(Requirement) Please output every line of the material as it stands, without the pictures.

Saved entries
※

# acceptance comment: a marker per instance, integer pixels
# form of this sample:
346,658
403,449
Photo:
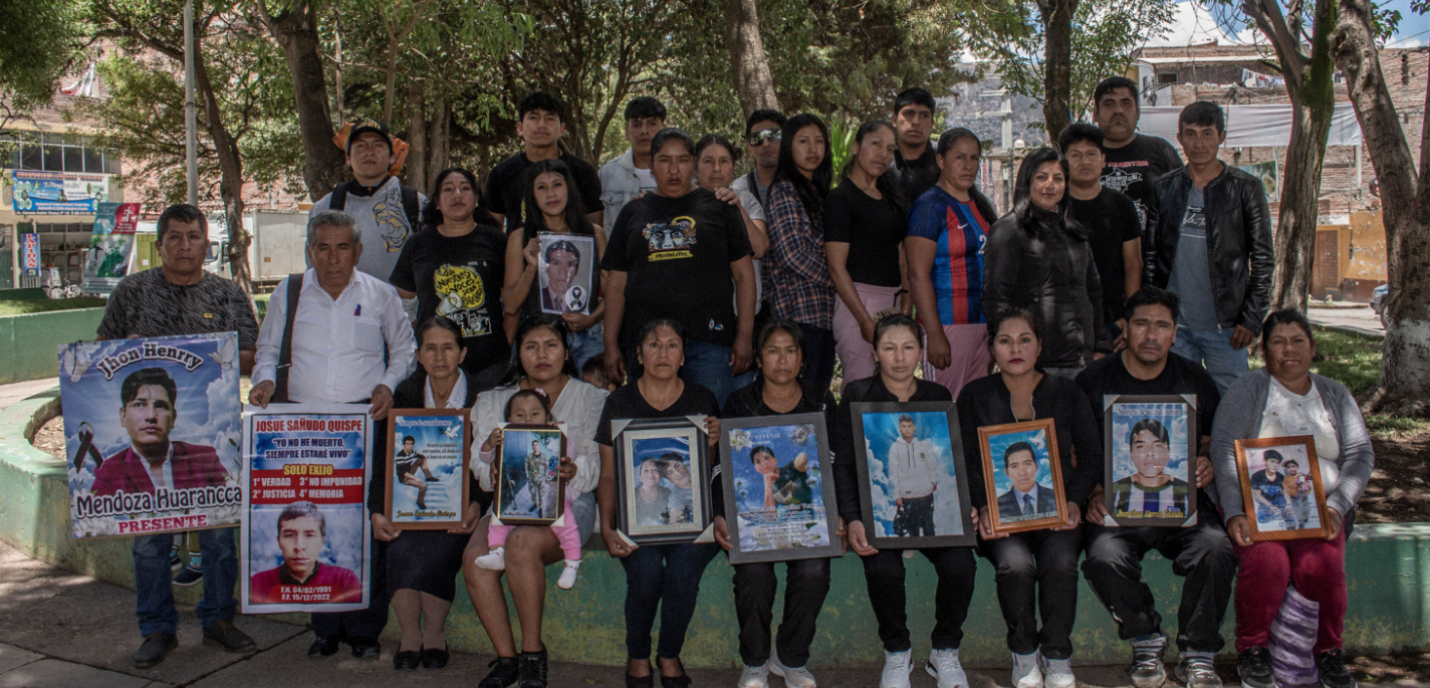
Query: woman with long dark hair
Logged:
864,242
446,268
552,205
422,565
1038,259
947,232
797,273
778,389
539,361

※

(Complete output)
# acceptance comment: a marker per instance, integer pixels
# form of this sample:
346,658
403,449
Photo:
Query: woman with long dark hair
Logged:
864,242
446,268
552,205
422,565
1038,259
947,232
797,273
778,389
539,361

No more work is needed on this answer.